> [Problem description] Would you retype, word for word, the line with "Note: for this drill we locate the brick paving" and every line after it through the end of the records below?

---------------

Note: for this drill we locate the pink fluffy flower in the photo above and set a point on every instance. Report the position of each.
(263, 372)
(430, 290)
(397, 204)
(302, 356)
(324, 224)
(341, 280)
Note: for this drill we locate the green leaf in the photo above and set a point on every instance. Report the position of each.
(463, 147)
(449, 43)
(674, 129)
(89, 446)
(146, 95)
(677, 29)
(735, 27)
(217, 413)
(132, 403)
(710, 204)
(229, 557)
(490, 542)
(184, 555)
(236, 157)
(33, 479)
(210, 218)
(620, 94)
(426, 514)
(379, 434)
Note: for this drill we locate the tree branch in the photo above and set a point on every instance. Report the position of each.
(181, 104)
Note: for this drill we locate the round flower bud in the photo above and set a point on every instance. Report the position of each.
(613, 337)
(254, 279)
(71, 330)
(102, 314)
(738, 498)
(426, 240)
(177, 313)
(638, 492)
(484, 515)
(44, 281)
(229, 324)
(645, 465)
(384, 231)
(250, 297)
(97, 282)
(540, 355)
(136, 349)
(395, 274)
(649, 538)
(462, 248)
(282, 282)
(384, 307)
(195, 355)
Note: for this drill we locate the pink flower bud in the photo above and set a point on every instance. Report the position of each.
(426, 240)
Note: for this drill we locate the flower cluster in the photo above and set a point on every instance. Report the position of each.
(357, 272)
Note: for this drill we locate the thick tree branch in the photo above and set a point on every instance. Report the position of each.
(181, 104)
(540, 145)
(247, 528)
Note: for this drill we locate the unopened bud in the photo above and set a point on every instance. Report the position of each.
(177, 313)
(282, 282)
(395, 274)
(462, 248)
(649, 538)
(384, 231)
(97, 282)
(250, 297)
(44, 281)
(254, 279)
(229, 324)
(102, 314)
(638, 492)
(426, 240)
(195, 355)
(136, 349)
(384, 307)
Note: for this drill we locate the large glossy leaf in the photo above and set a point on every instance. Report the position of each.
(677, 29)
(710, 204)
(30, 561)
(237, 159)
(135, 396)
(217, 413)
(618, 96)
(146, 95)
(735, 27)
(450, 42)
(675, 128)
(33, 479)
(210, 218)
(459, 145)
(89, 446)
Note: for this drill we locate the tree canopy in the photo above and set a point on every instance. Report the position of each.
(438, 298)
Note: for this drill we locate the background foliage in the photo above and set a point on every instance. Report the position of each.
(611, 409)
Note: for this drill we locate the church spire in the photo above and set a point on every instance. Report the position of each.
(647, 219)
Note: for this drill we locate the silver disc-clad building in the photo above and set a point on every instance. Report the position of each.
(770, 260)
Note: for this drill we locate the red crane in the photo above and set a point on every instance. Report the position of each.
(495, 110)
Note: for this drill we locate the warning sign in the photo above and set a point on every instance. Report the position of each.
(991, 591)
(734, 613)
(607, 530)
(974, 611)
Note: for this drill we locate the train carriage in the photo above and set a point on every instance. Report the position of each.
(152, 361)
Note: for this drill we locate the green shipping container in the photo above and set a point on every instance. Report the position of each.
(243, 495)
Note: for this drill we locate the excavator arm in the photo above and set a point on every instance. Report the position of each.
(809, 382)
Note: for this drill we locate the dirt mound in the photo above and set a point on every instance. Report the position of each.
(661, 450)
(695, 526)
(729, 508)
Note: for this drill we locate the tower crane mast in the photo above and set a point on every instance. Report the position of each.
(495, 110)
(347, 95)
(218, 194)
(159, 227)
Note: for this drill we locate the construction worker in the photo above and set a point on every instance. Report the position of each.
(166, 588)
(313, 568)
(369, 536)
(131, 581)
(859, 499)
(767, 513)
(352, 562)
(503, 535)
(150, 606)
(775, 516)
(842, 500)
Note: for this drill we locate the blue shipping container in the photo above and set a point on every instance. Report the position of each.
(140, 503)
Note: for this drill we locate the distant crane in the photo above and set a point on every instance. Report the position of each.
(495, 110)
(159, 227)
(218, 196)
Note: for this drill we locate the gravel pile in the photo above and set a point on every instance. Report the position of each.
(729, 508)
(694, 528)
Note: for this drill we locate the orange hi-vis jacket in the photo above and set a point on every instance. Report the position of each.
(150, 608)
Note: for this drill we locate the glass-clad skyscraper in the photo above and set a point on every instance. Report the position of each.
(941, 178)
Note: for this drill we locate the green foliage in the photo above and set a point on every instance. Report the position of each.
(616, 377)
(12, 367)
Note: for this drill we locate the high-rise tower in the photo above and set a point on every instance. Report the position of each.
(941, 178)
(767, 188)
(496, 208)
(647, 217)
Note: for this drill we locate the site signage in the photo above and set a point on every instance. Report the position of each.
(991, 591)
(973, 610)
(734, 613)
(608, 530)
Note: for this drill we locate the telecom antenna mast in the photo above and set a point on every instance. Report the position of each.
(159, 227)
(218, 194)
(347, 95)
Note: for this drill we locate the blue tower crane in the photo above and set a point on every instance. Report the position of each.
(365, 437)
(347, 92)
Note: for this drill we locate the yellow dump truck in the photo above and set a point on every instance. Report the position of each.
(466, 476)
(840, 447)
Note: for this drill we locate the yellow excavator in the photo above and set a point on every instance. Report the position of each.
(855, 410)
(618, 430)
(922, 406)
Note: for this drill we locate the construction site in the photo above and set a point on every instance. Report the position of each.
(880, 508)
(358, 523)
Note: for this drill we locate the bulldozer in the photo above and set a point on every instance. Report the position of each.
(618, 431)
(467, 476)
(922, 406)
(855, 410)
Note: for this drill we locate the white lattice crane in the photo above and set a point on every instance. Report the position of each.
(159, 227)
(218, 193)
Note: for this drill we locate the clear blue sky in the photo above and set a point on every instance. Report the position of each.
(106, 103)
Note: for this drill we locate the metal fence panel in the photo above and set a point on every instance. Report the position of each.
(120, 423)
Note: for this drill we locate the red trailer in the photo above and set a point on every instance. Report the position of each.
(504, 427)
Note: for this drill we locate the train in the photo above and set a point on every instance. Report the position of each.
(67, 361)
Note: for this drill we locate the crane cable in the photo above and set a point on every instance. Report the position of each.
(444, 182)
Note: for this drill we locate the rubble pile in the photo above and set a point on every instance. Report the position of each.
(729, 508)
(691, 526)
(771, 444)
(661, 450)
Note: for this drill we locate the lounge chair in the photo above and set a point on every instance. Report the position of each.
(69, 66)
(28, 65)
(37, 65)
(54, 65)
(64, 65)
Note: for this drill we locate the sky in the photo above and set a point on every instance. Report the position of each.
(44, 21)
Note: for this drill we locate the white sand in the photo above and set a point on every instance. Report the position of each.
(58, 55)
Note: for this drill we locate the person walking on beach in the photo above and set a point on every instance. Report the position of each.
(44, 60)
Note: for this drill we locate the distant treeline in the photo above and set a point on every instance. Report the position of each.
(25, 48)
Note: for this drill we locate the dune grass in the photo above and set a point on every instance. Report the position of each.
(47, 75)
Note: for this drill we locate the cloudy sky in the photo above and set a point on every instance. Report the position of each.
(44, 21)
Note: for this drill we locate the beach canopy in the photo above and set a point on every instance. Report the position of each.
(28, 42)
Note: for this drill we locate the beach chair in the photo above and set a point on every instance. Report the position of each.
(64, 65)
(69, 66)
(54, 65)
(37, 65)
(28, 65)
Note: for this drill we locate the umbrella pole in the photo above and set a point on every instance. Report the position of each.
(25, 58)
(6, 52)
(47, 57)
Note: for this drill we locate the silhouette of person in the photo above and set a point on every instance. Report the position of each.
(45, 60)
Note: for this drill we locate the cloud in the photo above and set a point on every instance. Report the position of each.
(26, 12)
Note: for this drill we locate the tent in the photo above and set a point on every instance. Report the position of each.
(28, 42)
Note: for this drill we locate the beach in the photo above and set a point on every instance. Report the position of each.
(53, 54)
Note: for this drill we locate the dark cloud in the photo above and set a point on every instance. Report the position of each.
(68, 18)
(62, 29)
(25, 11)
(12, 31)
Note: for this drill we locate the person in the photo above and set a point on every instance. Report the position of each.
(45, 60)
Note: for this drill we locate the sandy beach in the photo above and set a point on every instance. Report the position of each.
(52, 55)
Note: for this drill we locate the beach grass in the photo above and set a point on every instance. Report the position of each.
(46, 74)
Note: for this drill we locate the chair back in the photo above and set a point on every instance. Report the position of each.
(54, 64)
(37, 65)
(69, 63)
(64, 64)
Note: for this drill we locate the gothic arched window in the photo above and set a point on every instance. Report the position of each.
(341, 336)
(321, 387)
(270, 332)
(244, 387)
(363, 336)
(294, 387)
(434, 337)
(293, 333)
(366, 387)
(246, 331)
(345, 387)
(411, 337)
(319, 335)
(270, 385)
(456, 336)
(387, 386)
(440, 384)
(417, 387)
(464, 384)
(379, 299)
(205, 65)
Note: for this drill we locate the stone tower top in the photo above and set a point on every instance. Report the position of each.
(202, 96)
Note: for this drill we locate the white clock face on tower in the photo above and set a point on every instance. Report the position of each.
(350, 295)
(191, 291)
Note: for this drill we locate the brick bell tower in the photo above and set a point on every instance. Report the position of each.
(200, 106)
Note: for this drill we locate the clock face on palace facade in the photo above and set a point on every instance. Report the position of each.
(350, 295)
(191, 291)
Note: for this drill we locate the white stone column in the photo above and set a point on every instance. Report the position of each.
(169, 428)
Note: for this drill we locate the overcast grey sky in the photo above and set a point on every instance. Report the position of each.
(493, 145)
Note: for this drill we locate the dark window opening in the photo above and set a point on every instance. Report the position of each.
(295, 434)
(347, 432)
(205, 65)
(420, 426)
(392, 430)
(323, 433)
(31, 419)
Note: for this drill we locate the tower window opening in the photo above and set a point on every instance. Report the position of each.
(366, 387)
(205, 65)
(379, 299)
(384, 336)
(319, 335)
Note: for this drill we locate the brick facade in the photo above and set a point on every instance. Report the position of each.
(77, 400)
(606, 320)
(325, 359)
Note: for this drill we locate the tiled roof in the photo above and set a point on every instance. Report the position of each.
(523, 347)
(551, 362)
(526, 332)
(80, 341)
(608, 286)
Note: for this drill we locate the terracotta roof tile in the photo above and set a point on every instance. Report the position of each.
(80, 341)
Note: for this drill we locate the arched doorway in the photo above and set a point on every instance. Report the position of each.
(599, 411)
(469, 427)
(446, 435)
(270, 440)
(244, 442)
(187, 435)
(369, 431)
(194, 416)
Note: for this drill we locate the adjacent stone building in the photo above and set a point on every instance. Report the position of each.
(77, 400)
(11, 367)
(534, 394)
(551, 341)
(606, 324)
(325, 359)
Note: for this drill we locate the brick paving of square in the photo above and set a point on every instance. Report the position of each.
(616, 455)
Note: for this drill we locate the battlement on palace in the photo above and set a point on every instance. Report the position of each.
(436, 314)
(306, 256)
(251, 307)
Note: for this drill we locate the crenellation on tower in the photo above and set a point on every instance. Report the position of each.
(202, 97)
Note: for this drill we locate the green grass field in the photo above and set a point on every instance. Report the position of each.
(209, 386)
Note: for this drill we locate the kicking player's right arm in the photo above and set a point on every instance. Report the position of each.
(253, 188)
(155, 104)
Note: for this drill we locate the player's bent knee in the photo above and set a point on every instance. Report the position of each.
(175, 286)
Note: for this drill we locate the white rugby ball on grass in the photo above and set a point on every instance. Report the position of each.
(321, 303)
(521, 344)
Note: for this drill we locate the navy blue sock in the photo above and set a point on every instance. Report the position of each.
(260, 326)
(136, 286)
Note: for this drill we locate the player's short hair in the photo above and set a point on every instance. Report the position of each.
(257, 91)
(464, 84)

---------------

> [Expected output]
Note: for this drill we locate the brick paving of square in the photo above and set a point on every instance. Report the position of each.
(616, 455)
Note: for this drill we locate the battlement on palace in the photo above and set a point on every instance. Report the position of each.
(436, 314)
(306, 256)
(251, 307)
Note: for this drill we locate the crenellation on tower in the photo above and set a point on every instance. Report the position of each.
(202, 97)
Note: for this drill we locate the green grass field in the photo above and set a point on every instance. Report the position of each.
(209, 386)
Note: for this drill we locate the kicking player's right arm in the photo above and set a point on every instance. Report the position of each.
(253, 188)
(155, 104)
Note: for this drill we locate the player's bent knee in the photo above and set a point on every instance. Report the position of each.
(175, 286)
Note: for this drill we locate the white rugby ball on grass in the photo above and set a point on every instance. Report the position of each.
(321, 303)
(521, 344)
Note: for this drill we locate the navy blue sock in the photo above and set a point on every instance. Report the position of each.
(260, 326)
(136, 286)
Note: for this drill we locate the player's short hair in the photo above and set a point on every instance. Report the position of each.
(257, 91)
(464, 84)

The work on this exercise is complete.